You are viewing a plain text version of this content. The canonical link for it is here.

Posted to dev@subversion.apache.org by Stefan Fuhrmann <st...@wandisco.com> on 2015/08/23 21:38:03 UTC

Issue #4588, part 1: FSFS access error

Garret Wilson had a terrible experience upgrading to SVN 1.9
(http://subversion.tigris.org/issues/show_bug.cgi?id=4588),
ranging from build problems over svnadmin load inconsistency
to a low-level FSFS format 7 read error.

This post focuses on the FSFS issue.  The good news is that
confidence is high that the repo itself is correct and there
has been no apparent data loss.  The error message indicates
that something like Offset=L2P[L2P[Item]] or Offset=L2P[Offset]
instead of Offset=L2P[item] happened.

Trying to reproduce the issue, I discovered bugs in our debug
logging code (only affects FSFS devs) and in svnfsfs load-index
(fix yet to be committed, work-around is possible).  None of
these explain the behavior Garret has been seeing.  I've also
been looking for places where svn_fs_fs__item_offset() gets
called but those invocations seem to never possibly do a
double lookup.

My current hypothesis is that the server did not get restarted
after replacing the repository.  Because we decided not to make
the instance ID part of the cache key, we could easily have
picked up cached format 6 data for the format 7 repository.

The lookup would start with a hit at the L2 DAG cache, mapping
path+rev onto a noderev.  From there, everything is accessed
using physical offsets until some item is not cached.  At that
point, we would be trying to use an Offset instead of the Item
index to address the f7 data.  Error.

-- Stefan^2.

Re: Issue #4588, part 1: FSFS access error

Posted by Daniel Shahaf <d....@daniel.shahaf.name>.

Stefan Fuhrmann wrote on Sun, Aug 23, 2015 at 20:38:03 +0100:
> This post focuses on the FSFS issue.  The good news is that
> confidence is high that the repo itself is correct and there
> has been no apparent data loss.  The error message indicates
> that something like Offset=L2P[L2P[Item]] or Offset=L2P[Offset]
> instead of Offset=L2P[item] happened.
...
> The lookup would start with a hit at the L2 DAG cache, mapping
> path+rev onto a noderev.  From there, everything is accessed
> using physical offsets until some item is not cached.  At that
> point, we would be trying to use an Offset instead of the Item
> index to address the f7 data.  Error.

So somehow we managed to cast an offset into an item.  Can we make the
code more strongly-typed?

Where is the "L2 DAG cache" in the code?  I assume it's
ffd->rev_node_cache, not fs_fs_dag_cache_t, correct?

==================================================

» Stated exercise 1: In the FSFS thread, what is Stefan Fuhrmann's current hypothesis about the error?
» Stated exercise 2: Substitute "frustrating" for "terrible" in the FSFS thread, then write out the passage from "You are viewing" to "7 read error." with that change.
The items come from a different source than the FSFS thread.

==================================================

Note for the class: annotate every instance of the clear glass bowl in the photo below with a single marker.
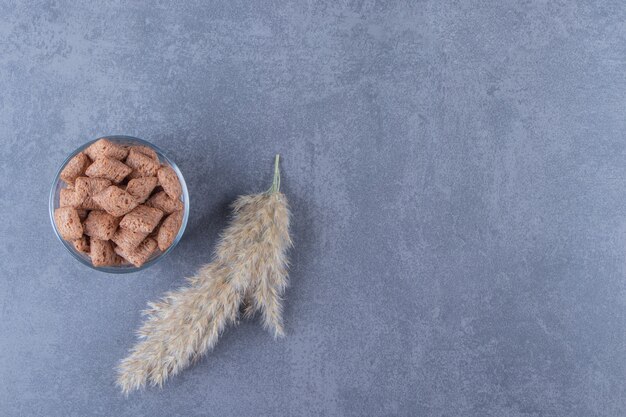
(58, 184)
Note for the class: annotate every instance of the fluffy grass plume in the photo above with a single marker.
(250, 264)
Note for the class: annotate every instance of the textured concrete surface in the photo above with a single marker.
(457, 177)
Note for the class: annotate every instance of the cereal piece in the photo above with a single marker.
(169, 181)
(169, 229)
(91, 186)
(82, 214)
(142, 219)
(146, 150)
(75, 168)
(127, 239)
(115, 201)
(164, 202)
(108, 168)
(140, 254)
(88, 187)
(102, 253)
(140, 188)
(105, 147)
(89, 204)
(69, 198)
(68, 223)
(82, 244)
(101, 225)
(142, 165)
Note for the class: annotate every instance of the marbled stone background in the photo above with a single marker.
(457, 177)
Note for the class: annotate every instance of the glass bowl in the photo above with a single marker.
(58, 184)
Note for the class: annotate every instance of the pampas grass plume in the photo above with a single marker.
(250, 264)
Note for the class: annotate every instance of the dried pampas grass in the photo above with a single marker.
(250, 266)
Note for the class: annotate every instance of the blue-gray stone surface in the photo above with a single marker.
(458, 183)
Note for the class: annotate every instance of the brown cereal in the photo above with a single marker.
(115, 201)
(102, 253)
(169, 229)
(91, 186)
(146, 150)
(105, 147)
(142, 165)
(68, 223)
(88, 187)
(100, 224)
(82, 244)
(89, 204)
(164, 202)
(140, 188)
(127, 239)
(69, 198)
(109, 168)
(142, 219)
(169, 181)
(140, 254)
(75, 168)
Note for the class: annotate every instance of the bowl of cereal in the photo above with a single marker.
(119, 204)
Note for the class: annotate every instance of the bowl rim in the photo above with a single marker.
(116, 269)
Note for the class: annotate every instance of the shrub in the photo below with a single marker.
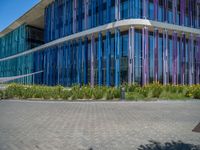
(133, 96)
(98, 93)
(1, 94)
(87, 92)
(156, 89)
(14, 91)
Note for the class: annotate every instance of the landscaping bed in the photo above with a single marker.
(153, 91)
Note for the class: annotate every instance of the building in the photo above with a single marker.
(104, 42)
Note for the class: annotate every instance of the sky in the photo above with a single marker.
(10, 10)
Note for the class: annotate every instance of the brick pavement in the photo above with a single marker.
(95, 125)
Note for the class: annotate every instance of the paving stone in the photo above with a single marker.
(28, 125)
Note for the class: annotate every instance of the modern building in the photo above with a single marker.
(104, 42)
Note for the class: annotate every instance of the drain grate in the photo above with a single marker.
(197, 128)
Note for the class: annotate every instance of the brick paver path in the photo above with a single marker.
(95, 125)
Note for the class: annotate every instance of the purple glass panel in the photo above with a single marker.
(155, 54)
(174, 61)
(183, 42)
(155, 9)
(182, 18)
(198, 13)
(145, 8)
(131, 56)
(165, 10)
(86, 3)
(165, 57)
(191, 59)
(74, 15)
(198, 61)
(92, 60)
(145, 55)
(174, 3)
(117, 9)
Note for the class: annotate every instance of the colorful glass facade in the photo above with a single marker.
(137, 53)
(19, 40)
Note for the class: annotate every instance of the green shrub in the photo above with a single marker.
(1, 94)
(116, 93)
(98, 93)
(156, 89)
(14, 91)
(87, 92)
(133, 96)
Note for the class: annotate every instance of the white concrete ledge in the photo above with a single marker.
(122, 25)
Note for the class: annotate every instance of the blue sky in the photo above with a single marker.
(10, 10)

==================================================

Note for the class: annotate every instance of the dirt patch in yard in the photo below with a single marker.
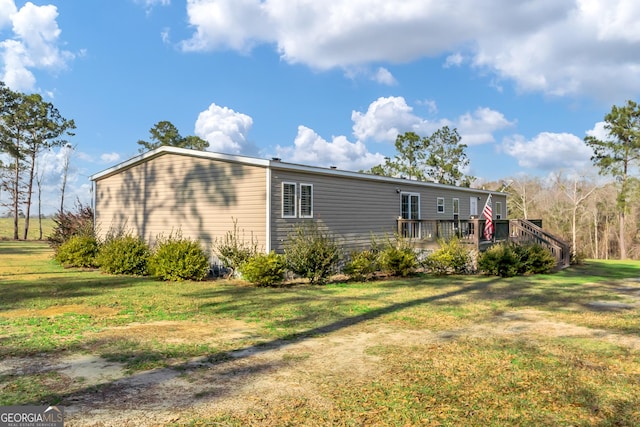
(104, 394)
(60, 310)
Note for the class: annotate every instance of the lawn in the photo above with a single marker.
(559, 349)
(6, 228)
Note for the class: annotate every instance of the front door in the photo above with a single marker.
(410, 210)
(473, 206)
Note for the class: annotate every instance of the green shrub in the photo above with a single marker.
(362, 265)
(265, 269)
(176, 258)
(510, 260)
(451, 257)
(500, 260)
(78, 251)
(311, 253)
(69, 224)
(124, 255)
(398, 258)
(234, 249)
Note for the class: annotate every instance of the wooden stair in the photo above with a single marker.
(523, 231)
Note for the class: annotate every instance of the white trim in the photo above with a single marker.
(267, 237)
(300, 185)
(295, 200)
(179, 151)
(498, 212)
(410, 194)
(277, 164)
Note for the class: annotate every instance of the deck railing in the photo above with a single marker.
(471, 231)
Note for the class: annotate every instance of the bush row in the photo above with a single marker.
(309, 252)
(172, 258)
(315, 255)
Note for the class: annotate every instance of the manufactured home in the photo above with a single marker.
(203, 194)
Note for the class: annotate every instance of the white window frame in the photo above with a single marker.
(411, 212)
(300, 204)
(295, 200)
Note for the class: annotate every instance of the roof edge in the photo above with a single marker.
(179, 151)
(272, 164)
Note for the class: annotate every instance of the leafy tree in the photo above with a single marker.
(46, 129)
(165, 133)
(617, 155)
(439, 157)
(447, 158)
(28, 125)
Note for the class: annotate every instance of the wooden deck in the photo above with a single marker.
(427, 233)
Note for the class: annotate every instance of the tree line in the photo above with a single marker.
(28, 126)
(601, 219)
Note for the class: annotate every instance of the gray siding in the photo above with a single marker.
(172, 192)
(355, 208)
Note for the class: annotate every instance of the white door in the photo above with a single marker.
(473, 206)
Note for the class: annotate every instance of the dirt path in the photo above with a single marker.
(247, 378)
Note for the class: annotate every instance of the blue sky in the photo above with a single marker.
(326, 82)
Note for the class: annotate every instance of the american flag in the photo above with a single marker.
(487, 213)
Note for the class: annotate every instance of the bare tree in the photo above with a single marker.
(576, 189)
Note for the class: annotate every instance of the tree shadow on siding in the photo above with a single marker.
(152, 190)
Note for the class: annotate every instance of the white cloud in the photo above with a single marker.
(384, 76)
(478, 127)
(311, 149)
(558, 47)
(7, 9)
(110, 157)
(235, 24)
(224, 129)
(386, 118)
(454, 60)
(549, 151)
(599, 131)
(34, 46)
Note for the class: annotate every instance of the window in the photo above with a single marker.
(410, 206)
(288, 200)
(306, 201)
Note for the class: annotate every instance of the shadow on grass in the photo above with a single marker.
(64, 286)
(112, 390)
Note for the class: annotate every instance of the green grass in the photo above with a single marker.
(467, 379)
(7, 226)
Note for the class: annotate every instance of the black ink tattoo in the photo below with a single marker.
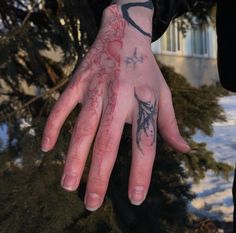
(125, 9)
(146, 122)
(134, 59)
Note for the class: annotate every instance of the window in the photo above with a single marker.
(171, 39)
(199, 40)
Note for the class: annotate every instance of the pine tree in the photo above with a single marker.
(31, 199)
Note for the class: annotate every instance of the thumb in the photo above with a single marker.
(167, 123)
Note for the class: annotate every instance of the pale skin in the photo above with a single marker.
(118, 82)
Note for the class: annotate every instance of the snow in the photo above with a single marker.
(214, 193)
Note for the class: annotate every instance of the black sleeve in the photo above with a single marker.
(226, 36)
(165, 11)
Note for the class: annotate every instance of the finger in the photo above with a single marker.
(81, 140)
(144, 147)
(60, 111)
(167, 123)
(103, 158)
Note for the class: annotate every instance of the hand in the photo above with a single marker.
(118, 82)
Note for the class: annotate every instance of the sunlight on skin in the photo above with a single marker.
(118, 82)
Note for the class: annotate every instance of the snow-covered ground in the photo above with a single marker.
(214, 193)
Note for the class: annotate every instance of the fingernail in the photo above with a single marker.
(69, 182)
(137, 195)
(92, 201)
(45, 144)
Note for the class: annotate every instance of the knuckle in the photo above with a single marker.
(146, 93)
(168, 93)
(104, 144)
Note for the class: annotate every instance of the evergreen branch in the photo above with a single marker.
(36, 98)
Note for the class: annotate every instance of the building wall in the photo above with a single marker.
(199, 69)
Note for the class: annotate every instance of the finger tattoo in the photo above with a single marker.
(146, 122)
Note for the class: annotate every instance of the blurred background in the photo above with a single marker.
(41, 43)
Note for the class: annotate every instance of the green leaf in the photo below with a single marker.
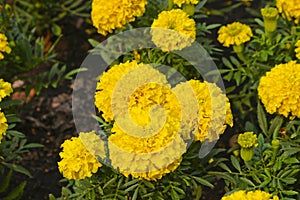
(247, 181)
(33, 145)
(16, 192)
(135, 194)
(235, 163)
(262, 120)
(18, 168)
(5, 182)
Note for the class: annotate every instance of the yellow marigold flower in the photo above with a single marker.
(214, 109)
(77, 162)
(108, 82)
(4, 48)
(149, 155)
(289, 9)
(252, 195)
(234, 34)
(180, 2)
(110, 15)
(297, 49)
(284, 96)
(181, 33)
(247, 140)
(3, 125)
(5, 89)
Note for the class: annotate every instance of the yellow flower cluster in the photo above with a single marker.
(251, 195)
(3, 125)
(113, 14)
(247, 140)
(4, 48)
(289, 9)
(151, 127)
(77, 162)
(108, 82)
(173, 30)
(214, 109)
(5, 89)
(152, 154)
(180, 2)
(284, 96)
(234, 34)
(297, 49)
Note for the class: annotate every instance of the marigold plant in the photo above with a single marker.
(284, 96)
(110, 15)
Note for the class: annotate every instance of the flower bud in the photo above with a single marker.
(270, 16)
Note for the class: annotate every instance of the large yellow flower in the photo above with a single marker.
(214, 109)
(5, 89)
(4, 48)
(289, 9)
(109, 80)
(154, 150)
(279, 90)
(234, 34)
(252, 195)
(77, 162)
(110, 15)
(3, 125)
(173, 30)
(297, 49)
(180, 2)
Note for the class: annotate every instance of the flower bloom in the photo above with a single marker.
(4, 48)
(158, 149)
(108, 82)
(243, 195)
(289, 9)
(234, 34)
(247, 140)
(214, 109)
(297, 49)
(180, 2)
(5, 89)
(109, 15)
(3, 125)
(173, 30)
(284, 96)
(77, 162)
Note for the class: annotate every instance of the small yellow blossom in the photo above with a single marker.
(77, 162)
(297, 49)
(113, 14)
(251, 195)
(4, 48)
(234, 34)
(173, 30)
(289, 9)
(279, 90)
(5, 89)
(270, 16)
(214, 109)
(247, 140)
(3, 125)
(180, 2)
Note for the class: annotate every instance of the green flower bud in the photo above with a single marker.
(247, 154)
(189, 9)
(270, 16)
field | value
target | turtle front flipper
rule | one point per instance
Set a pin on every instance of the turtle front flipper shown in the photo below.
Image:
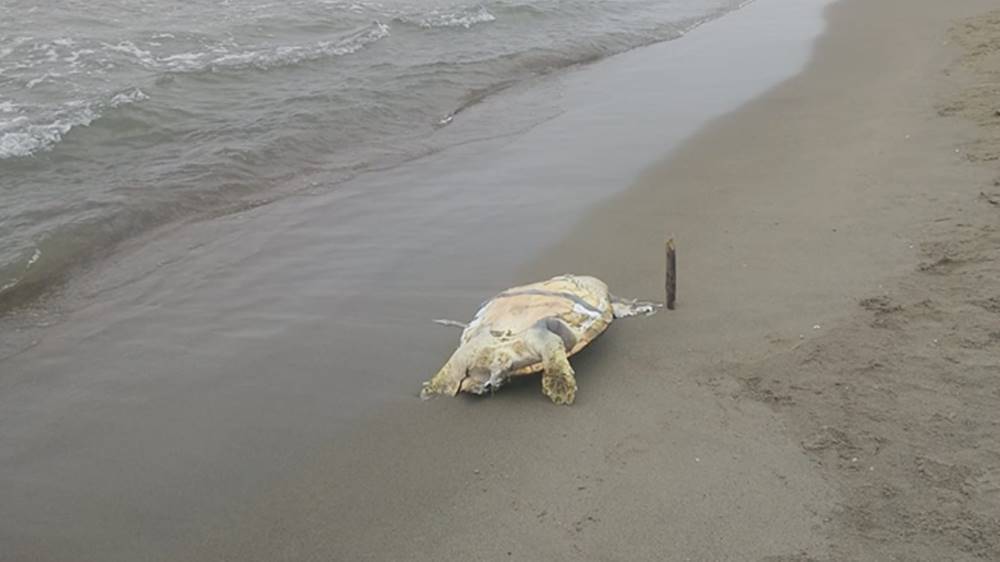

==================================================

» Task solution 1: The server did not get restarted after the repository was replaced.

» Task solution 2:
You are viewing a plain text version of this content. The canonical link for it is here.

Posted to dev@subversion.apache.org by Stefan Fuhrmann <st...@wandisco.com> on 2015/08/23 21:38:03 UTC

Issue #4588, part 1: FSFS access error

Garret Wilson had a frustrating experience upgrading to SVN 1.9
(http://subversion.tigris.org/issues/show_bug.cgi?id=4588),
ranging from build problems over svnadmin load inconsistency
to a low-level FSFS format 7 read error.